THE TASK: Copy the lines below word for word, leaving out the pictures.

>> start

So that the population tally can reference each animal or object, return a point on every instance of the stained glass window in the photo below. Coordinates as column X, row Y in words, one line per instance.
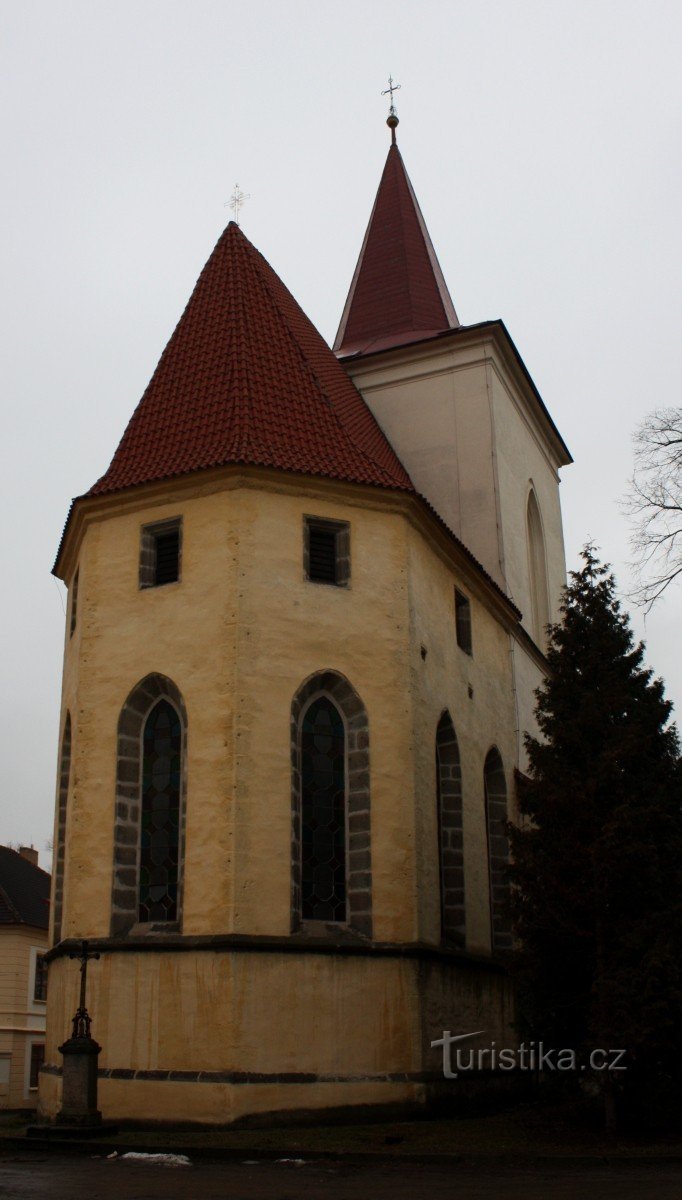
column 323, row 811
column 160, row 834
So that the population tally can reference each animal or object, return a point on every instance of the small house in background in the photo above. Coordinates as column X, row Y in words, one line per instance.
column 24, row 916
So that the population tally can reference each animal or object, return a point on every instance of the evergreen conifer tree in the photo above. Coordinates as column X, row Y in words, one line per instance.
column 597, row 865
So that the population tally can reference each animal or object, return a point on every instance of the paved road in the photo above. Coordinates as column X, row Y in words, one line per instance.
column 82, row 1179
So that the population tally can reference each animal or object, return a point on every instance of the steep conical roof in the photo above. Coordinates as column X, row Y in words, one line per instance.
column 246, row 378
column 398, row 293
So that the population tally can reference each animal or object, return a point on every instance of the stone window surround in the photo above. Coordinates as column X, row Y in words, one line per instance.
column 496, row 815
column 148, row 551
column 73, row 611
column 342, row 532
column 132, row 719
column 464, row 622
column 450, row 833
column 359, row 869
column 60, row 843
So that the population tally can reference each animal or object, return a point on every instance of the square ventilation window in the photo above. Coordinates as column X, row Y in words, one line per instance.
column 462, row 622
column 327, row 551
column 160, row 553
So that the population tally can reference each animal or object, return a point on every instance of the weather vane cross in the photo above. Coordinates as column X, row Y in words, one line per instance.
column 237, row 201
column 392, row 87
column 392, row 119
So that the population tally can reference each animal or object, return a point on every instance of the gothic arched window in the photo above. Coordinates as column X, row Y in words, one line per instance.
column 60, row 832
column 331, row 865
column 150, row 808
column 538, row 571
column 323, row 813
column 450, row 834
column 160, row 822
column 497, row 851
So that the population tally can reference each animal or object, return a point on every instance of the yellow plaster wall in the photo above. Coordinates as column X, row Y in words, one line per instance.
column 239, row 635
column 345, row 1019
column 184, row 630
column 442, row 681
column 288, row 630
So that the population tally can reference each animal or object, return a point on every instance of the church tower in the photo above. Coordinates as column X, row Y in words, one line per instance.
column 289, row 714
column 461, row 411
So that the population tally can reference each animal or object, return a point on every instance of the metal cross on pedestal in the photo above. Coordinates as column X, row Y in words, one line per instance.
column 237, row 201
column 82, row 1020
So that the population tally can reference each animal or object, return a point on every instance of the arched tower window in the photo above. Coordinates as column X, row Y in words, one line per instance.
column 450, row 834
column 323, row 813
column 150, row 807
column 60, row 832
column 331, row 873
column 160, row 826
column 537, row 570
column 497, row 851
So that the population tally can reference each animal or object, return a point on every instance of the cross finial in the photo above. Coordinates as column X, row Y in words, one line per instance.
column 392, row 119
column 237, row 201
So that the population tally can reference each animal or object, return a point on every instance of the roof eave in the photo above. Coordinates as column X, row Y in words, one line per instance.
column 506, row 342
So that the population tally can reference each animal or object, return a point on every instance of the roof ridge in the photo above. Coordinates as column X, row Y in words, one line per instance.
column 321, row 385
column 11, row 909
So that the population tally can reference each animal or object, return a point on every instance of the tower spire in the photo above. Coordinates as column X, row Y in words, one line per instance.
column 392, row 119
column 398, row 293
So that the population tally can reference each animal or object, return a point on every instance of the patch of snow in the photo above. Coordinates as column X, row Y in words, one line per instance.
column 157, row 1159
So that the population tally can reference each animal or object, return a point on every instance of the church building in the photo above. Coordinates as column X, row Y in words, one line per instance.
column 306, row 617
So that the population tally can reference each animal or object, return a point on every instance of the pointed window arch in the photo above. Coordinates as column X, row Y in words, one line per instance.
column 537, row 570
column 497, row 851
column 450, row 833
column 60, row 831
column 331, row 877
column 150, row 808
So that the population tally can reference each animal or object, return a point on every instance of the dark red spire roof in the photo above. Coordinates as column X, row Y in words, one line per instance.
column 398, row 293
column 246, row 378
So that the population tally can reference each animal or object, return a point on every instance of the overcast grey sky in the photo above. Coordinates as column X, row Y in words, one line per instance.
column 542, row 138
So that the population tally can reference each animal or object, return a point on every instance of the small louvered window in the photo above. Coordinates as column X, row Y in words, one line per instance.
column 462, row 622
column 40, row 982
column 73, row 605
column 327, row 551
column 160, row 553
column 37, row 1059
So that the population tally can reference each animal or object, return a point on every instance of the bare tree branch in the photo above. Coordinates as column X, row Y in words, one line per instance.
column 654, row 503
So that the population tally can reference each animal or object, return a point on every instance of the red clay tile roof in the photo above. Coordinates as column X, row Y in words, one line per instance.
column 398, row 293
column 246, row 378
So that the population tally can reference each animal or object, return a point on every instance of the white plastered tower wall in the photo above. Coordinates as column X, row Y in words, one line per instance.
column 466, row 420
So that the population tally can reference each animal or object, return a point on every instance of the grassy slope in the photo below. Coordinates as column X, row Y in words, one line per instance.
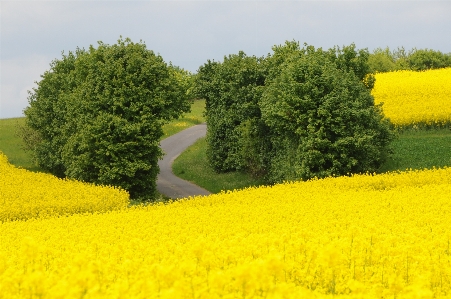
column 413, row 149
column 11, row 145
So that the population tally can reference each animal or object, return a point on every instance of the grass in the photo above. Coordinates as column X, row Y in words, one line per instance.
column 419, row 149
column 12, row 145
column 192, row 166
column 413, row 149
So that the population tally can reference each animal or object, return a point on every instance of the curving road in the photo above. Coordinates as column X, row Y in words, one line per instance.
column 169, row 184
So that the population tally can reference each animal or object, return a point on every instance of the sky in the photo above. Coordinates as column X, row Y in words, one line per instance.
column 188, row 33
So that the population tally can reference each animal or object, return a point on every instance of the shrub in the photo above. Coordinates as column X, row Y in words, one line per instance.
column 322, row 117
column 231, row 92
column 100, row 114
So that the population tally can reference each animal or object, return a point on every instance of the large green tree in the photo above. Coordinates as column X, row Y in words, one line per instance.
column 99, row 114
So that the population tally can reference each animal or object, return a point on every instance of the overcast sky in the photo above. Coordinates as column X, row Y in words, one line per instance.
column 188, row 33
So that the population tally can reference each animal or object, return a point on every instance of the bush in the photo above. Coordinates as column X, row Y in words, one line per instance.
column 100, row 114
column 322, row 117
column 231, row 92
column 296, row 114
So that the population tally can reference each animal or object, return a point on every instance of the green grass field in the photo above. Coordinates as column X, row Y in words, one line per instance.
column 413, row 149
column 12, row 145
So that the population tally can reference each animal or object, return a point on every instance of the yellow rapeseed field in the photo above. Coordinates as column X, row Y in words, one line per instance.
column 25, row 194
column 381, row 236
column 421, row 99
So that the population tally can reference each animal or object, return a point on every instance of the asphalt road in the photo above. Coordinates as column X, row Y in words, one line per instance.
column 169, row 184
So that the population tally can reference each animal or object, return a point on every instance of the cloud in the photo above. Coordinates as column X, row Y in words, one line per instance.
column 17, row 78
column 187, row 33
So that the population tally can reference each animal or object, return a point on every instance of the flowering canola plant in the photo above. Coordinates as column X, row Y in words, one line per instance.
column 415, row 99
column 25, row 194
column 365, row 236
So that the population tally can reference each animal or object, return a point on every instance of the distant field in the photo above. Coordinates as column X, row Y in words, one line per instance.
column 413, row 149
column 12, row 146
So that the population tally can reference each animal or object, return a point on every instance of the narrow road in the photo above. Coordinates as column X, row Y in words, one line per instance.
column 169, row 184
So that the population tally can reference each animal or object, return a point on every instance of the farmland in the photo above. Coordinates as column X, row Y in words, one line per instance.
column 369, row 236
column 362, row 236
column 415, row 99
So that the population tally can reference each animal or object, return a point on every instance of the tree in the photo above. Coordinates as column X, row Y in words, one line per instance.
column 100, row 114
column 231, row 92
column 322, row 117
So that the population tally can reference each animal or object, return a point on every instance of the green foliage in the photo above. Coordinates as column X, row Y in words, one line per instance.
column 296, row 114
column 100, row 114
column 322, row 117
column 231, row 92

>> end

ANSWER TO THIS EXERCISE:
So that the population tally can reference each animal or object, return a point on every instance of the stained glass window in the photo below. Coordinates as column X, row Y in words, one line per instance.
column 323, row 811
column 160, row 834
So that the population tally can reference each animal or object, return a point on every instance of the small house in background in the photo above. Coordinates as column X, row Y in words, one line per instance.
column 24, row 916
So that the population tally can reference each animal or object, return a point on every instance of the evergreen conifer tree in the photo above. Coordinates as column X, row Y in words, one line per instance.
column 597, row 865
So that the population tally can reference each animal or object, return a point on every instance of the paved road in the photo above. Coordinates as column X, row Y in words, one line per instance.
column 82, row 1179
So that the population tally can reference each animal or object, return a point on every instance of the steep conical roof in the photo above. Coordinates as column X, row Y in words, one line per instance.
column 246, row 378
column 398, row 293
So that the population tally can reference each animal or object, return a point on every instance of the stone window surround in the photo above. Coordinates as column X, row Y in words, one line per instance.
column 496, row 815
column 148, row 551
column 73, row 611
column 342, row 532
column 132, row 719
column 464, row 622
column 450, row 833
column 359, row 869
column 60, row 843
So that the population tally can reference each animal or object, return a point on every instance of the square ventilation window in the photo above. Coordinates as column X, row Y in words, one line per instance.
column 462, row 622
column 327, row 551
column 160, row 553
So that the population tally can reference each animal or object, return a point on every instance of the weather vane cross in the photo above. Coordinates as column X, row Y in words, one line per instance.
column 237, row 201
column 392, row 87
column 392, row 119
So that the population tally can reference each animal or object, return a point on every instance of the gothic arched window in the photo above. Coordinates as column X, row Y in words, one line per instance.
column 60, row 832
column 331, row 865
column 150, row 808
column 538, row 571
column 323, row 813
column 450, row 834
column 160, row 822
column 497, row 851
So that the population tally can reference each animal or object, return a point on every instance of the yellow plaster wall in the photo above. Coordinates as column X, row Y in words, one line per instance.
column 239, row 635
column 345, row 1019
column 184, row 630
column 442, row 681
column 288, row 630
So that the population tally can reference each animal or object, return a point on every instance of the church tower in the photo above. Coordinates as column X, row Y in words, one line per instance.
column 289, row 714
column 461, row 411
So that the population tally can reference each animal or object, return a point on every instance of the metal cross on pedestal in the photo above. Coordinates as column X, row Y in words, one line per instance.
column 237, row 201
column 82, row 1020
So that the population tally can reference each animal or object, return a point on every instance of the arched tower window in the photo above. Coordinates as column X, row Y in words, one line per instance.
column 450, row 834
column 323, row 813
column 150, row 807
column 60, row 832
column 331, row 873
column 160, row 826
column 537, row 570
column 497, row 851
So that the population tally can reference each animal or object, return a point on every instance of the cross finial in the photo above. Coordinates as column X, row Y in words, one line per instance.
column 392, row 119
column 237, row 201
So that the population tally can reference each animal or object, return a point on every instance of the roof eave in the photo above. Coordinates as column X, row Y in words, one line per instance.
column 506, row 342
So that the population tally can reference each animal or object, return a point on every instance of the roof ridge in the photo above. Coordinates as column X, row Y in words, one line per instance.
column 321, row 385
column 11, row 909
So that the population tally can reference each animal or object, return a point on every instance of the tower spire in the photo above. Coordinates as column X, row Y in words, one line per instance.
column 392, row 119
column 398, row 293
So that the population tally can reference each animal or object, return a point on every instance of the patch of snow in the photo above. Coordinates as column X, row Y in words, one line per instance.
column 157, row 1159
So that the population tally can reference each animal or object, return a point on every instance of the church building in the photo above. Coordinates as column X, row Y in words, one line per instance.
column 306, row 617
So that the population tally can reference each animal or object, return a point on every instance of the pointed window arch in the photo above. Coordinates as column X, row Y in words, one line per instance.
column 537, row 570
column 497, row 851
column 450, row 833
column 60, row 831
column 331, row 877
column 150, row 808
So that the population tally can reference each animal or object, return a point on every instance of the dark red spire roof in the photo above. Coordinates as column X, row Y in words, one line per instance.
column 398, row 293
column 246, row 378
So that the population tally can reference each animal or object, return a point on every instance of the overcast grey sky in the photo above. Coordinates as column X, row Y in words, one line per instance.
column 542, row 138
So that the population tally can reference each animal or object, return a point on every instance of the small louvered window in the photo above. Coordinates as column X, row Y in words, one line per instance.
column 462, row 622
column 40, row 982
column 73, row 605
column 327, row 551
column 160, row 553
column 37, row 1059
So that the population tally can reference each animal or object, return a point on every instance of the bare tree branch in the photo above. Coordinates as column X, row Y in words, one line per instance.
column 654, row 503
So that the population tally can reference each animal or object, return a point on every instance of the red clay tile roof in the photo above. Coordinates as column X, row Y in words, one line per instance.
column 398, row 293
column 246, row 378
So that the population tally can reference each animal or object, return a point on every instance of the white plastered tower wall in the photo above. Coordinates as column X, row Y in words, one line per instance.
column 466, row 420
So that the population tally can reference each animal or object, return a point on every instance of the grassy slope in the photo below. Coordinates as column X, row Y in words, one line per instance.
column 413, row 149
column 11, row 145
So that the population tally can reference each animal or object, return a point on every instance of the grass in the photo above. Coordinates as column X, row Y in words, one line per instance.
column 419, row 149
column 12, row 145
column 192, row 166
column 413, row 149
So that the population tally can reference each animal or object, return a point on every instance of the curving road in the photo above. Coordinates as column X, row Y in words, one line per instance.
column 169, row 184
So that the population tally can reference each animal or object, return a point on every instance of the sky in the photo above. Coordinates as column X, row Y in words, one line per instance.
column 188, row 33
So that the population tally can reference each animal or object, return a point on every instance of the shrub in the photo above. Coordinates as column X, row Y in words, one line per instance.
column 322, row 117
column 231, row 92
column 100, row 114
So that the population tally can reference each animal or object, return a point on every instance of the large green tree in the photo above. Coordinates as column X, row Y in words, one line per instance.
column 99, row 114
So that the population tally can reference each animal or object, return a point on every instance of the overcast sky in the photo above. Coordinates as column X, row Y in words, one line per instance.
column 188, row 33
So that the population tally can reference each animal or object, return a point on every instance of the bush in the photo above. Coordinates as column X, row Y in words, one line per instance.
column 100, row 114
column 322, row 117
column 231, row 92
column 296, row 114
So that the population tally can reference each animal or object, return a point on every instance of the green grass field in the photo above. Coordinates as column X, row Y in words, one line per instance.
column 413, row 149
column 12, row 145
So that the population tally can reference each animal or object, return a point on every instance of the yellow rapeseed field in the photo above. Coordinates as column X, row Y in words, one line per instance.
column 25, row 194
column 381, row 236
column 421, row 99
So that the population tally can reference each animal or object, return a point on every instance of the asphalt road in the photo above. Coordinates as column X, row Y in words, one line per instance.
column 169, row 184
So that the population tally can reference each animal or object, return a point on every instance of the cloud in the photo above. Coordinates as column X, row Y in words, one line per instance.
column 17, row 78
column 187, row 33
So that the population tally can reference each animal or object, return a point on every instance of the flowering canola plant in the photo above. Coordinates as column X, row Y in words, one line per instance.
column 415, row 99
column 25, row 194
column 365, row 236
So that the population tally can reference each animal or object, return a point on every instance of the distant field in the photo above. Coordinates as column X, row Y in words, one line per instance.
column 413, row 149
column 12, row 146
So that the population tally can reference each animal or object, return a point on every instance of the narrow road in the photo above. Coordinates as column X, row Y in words, one line per instance.
column 169, row 184
So that the population tally can reference each animal or object, return a point on every instance of the farmland in the photo above. Coordinates as column X, row Y in words, one line per instance.
column 369, row 236
column 362, row 236
column 415, row 99
So that the population tally can reference each animal or object, return a point on every instance of the tree in the photo above. Coordinates as column X, row Y in words, one line per instance.
column 100, row 114
column 231, row 92
column 322, row 117
So that the population tally can reference each animal or object, return a point on every instance of the green foliage in the photo above. Coordinates as column X, row Y in words, one line per instance.
column 296, row 114
column 100, row 114
column 322, row 117
column 231, row 92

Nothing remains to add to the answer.